---------- EXTRAIT CHOISI ----------

Bien sûr, Rhino est loin de se douter où il met les pieds,
où cette rencontre fortuite va l’entraîner. Alternant le présent et le passé,
nous découvrons son quotidien en mission il y a vingt-sept en arrière et sa
volonté maintenant de venger ceux et celles qui ont subi l’impensable. On
pourrait alors lire une chasse à l’homme assez habituelle mais ce livre est
beaucoup plus travaillé que ça.
L’auteur a construit un récit aux multiples entrées, avec de
nombreux personnages (Il aurait pu être intéressant de les lister en début d’ouvrage
avec le lieu où ils interviennent mais ce n’est pas indispensable). Avec son expérience,
il peut nous expliquer les enjeux militaires, politiques, humains dont découlent
des décisions, parfois incompréhensibles quand on ignore les manipulations, les
mensonges, tout ce qui est tu pour des raisons diverses.

---------- ENTRÉES SOURCES ----------

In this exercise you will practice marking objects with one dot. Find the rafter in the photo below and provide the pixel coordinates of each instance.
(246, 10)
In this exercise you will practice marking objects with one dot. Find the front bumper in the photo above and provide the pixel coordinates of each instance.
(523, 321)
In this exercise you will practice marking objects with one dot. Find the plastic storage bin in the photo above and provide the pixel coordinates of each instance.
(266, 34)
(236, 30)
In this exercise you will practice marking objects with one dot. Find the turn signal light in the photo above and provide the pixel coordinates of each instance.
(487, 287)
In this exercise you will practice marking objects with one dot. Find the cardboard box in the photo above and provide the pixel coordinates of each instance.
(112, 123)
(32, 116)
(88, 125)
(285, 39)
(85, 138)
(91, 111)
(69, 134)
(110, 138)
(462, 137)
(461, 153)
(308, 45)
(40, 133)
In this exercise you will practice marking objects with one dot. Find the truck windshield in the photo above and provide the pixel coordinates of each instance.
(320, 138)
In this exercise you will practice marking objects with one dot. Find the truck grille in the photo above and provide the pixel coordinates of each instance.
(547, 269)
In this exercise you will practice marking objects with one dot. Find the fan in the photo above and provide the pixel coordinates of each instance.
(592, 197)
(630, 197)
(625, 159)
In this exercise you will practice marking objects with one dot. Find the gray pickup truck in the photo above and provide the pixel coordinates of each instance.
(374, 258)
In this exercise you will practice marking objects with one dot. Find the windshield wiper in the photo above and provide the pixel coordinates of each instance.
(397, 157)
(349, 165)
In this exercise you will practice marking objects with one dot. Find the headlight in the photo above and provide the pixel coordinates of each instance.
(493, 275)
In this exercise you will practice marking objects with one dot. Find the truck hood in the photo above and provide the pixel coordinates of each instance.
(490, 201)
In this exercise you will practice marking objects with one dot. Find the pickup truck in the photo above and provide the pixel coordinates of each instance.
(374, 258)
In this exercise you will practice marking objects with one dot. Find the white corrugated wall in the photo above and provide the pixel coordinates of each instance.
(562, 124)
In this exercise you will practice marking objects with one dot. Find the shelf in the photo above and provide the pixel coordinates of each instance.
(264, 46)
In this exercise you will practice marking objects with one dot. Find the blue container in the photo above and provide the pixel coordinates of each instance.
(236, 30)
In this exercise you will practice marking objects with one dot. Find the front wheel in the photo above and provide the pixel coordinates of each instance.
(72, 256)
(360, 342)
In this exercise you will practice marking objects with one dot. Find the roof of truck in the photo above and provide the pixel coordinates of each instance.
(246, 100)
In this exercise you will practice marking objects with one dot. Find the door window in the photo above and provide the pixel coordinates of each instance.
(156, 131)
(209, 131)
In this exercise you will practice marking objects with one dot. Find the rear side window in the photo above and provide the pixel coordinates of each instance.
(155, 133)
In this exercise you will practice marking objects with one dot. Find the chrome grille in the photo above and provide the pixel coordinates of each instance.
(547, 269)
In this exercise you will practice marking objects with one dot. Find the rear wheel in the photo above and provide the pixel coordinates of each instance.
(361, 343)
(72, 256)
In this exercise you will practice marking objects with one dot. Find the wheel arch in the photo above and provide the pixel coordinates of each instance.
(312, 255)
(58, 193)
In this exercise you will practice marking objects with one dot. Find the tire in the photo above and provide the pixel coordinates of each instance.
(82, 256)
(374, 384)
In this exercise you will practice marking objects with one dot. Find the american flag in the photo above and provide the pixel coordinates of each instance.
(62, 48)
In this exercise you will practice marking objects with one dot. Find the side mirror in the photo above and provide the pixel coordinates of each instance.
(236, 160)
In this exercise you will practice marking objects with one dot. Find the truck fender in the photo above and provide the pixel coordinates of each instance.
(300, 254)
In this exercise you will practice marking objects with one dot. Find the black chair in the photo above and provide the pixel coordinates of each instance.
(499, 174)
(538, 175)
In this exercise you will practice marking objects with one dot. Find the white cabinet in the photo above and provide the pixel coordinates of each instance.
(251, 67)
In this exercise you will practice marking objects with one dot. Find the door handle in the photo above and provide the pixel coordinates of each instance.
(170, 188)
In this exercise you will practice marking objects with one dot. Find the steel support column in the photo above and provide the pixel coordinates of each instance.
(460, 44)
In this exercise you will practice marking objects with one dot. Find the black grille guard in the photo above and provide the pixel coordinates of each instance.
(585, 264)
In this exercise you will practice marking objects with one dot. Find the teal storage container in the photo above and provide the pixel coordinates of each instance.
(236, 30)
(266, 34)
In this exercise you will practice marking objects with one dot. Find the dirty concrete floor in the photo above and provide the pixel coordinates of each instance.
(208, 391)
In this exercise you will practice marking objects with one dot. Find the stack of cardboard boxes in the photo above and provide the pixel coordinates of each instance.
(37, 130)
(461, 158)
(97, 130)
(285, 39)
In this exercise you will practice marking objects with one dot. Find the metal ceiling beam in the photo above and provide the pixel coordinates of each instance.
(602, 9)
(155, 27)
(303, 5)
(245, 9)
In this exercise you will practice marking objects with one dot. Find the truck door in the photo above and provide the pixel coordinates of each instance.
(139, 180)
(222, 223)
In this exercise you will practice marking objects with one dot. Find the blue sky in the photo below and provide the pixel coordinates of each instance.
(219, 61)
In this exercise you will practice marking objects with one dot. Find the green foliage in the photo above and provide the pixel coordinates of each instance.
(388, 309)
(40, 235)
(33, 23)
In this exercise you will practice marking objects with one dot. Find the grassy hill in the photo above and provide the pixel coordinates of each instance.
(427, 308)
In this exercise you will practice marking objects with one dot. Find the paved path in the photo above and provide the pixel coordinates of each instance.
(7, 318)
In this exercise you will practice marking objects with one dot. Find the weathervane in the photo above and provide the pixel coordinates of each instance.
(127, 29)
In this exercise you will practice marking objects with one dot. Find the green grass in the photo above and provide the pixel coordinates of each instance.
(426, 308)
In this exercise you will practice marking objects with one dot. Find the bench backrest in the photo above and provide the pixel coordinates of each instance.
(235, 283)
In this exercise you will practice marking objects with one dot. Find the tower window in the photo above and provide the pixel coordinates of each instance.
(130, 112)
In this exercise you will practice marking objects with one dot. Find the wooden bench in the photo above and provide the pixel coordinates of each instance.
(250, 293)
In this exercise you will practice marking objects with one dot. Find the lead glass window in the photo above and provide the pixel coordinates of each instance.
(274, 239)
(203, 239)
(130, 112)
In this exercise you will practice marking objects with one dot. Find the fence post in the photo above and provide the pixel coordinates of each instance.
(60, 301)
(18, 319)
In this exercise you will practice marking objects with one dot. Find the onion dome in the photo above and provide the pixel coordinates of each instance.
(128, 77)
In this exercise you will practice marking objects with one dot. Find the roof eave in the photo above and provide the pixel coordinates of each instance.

----------

_EXERCICES_.
[1] Citez fidèlement le passage de l'extrait choisi qui va de « Bien sûr, Rhino » jusqu'à « travaillé que ça. ».
[2] Veuillez compter les lignes des entrées où figure la chaîne « container », en respectant la casse, puis donnez uniquement ce nombre.

_CORRIGÉS_.
[1]
Bien sûr, Rhino est loin de se douter où il met les pieds,
où cette rencontre fortuite va l’entraîner. Alternant le présent et le passé,
nous découvrons son quotidien en mission il y a vingt-sept en arrière et sa
volonté maintenant de venger ceux et celles qui ont subi l’impensable. On
pourrait alors lire une chasse à l’homme assez habituelle mais ce livre est
beaucoup plus travaillé que ça.

[2] 2